Oscar Pistorius’ anxiety spectacle

Biased media reporting won’t advance popular and professional understandings on how psychiatric conditions interact social and economic sources of stress.

Oscar Pistorius in 2012 (Wiki Commons).

Guess what? Oscar Pistorius, the South African Paralympic champion who is tried for shooting and killing his girlfriend Reeva Steenkamp, turns out to be sane. He might still lose his temper, like the other day when VIP-ing it up in a fancy night club in Johannesburg or tweet ill-guided Bible verses, self-celebratory do-good pics or compare his life to a Holocaust survivor, but unlike what his psychiatrist proclaimed, none of this is rooted in an anxiety disorder. An independent team of psychiatric experts concluded as much after a month-long evaluation.

You can’t blame them for giving it a go, though. After all, psychiatric conditions are excellent tools for reducing agency in bad behavior, character flaws, nasty temper, hypermasculine aggression and lethal rage. With symptoms such as ‘worrying, overthinking, attention problems, impulsivity, activity issues and inappropriate behaviour’, anxiety disorders and attention deficit disorders (AD/HD) are amongst the best-known kinds. They often go together and overlap. So for Oscar, medicalizing his mistakes by making his violence a matter of the brain rather than the mind, could have served him well.

We won’t know for another month what the Judge made of all this, but that does not mean that the consequences of this failed psychwash attempt, and the media attention it has generated, are limited to Oscar alone. Quite the contrary; those who are likely to be most affected by it, albeit indirectly, got absolutely nothing to do with Oscar or the trial.

Instead, it’s the spectacle’s media attention, and the misperceptions, ignorance and skepticism around mental disorders that it feeds and fuels, that may impact their lives.

Because the way South African media appears to have it, these disorders are most relevant in relation to the white and wealthy, such as medication abusers on wealthy college and high schools in the suburbs. Like Oscar’s case, such reports reinforce the idea that such disorders are nothing more than socio-cultural imports affecting the well to do, designed to either excuse their flaws or drug them with Ritalin. It doesn’t help that the experts, researchers and websites that do take the disorders seriously, seem to insist on illustrating their works with pictures of white boys. This is despite the fact that various studies, such as this one and this one, suggest that AD/HD levels of Black South African children are at least as high as Western children and their anxiety levels often higher.
§
## Exercise requirements
a – Answer these questions using the article on Oscar Pistorius and media coverage of mental disorders.
(i) Who concluded that Pistorius's behavior is not rooted in an anxiety disorder, and after how long?
(ii) Which two kinds of disorder does the article name as among the best-known?
(iii) According to the studies cited, how do the levels of Black South African children compare with those of Western children?
b – Pick up the article on Oscar Pistorius and media coverage of mental disorders after its final sentence and keep writing it.

## Supplied entries
§
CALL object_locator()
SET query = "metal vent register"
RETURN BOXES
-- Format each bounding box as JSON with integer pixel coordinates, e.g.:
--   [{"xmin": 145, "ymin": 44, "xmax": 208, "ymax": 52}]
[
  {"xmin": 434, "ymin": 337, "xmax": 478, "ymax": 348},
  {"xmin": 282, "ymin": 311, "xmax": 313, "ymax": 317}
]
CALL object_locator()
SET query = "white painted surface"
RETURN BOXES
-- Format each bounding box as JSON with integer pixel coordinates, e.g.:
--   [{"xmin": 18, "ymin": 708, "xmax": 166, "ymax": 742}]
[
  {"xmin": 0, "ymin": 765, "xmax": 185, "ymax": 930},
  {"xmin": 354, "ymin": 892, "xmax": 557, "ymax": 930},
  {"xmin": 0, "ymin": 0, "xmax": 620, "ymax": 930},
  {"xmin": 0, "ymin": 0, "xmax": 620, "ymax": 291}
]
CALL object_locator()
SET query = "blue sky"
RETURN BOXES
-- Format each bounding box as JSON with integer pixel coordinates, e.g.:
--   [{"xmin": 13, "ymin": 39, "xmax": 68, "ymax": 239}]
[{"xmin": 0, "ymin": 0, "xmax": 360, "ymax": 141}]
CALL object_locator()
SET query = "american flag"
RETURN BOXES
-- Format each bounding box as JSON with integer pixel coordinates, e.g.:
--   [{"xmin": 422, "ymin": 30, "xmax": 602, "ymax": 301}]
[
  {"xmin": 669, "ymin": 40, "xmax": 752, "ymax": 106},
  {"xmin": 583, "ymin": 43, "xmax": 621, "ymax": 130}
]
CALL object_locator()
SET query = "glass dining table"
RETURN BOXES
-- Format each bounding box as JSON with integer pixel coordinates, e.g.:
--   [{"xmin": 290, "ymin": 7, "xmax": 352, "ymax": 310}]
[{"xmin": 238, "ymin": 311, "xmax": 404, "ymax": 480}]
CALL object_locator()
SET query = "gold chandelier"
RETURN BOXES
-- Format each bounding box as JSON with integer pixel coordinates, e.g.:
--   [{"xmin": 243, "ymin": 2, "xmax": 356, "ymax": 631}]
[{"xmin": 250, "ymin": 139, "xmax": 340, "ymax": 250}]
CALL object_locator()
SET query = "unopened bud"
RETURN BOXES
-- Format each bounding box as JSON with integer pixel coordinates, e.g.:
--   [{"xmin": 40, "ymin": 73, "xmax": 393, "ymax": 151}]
§
## Responses per task
a –
(i) An independent team of psychiatric experts, after a month-long evaluation.
(ii) Anxiety disorders and attention deficit disorders (AD/HD).
(iii) Their AD/HD levels are at least as high as those of Western children, and their anxiety levels are often higher.

b –
It’s not like overdiagnoses, medication abuse or attempts to medicalize bad behaviorshould not be problematized. Of course they should. But not without acknowledging that the flipside of overdiagnostication is that others, who are actually suffering from these disorders, are being missed. And that the ones who are likely to pay the price for misperceptions and ‘convenience use’ in South Africa are not the middle and upper class Oscars and college buddies, but the black (including coloured) children that make up the bulk of the 5-10% of South African children estimated tosuffer from AD/HD, and struggle with anxiety, whose struggles won’t be understood or recognized. Because teachers’ misperceptions of mental disorders, as this study in the Cape Town area shows, are shaped by the media too.

Biased media reporting won’t advance popular and professional understandings on how psychiatric conditions interact with race, poverty, gender, culture and other sources of stress (which of course affect Black children much more). Diagnostic criteria need to be sensitive to all of these contextual factors too. Finding out who suffers, why, to what effect and what kind of accommodations and types of support they need is important. Especially for those in poor schools.

Overdiagnoses is an issue, that’s right. But underdiagnoses should be taken at least as serious.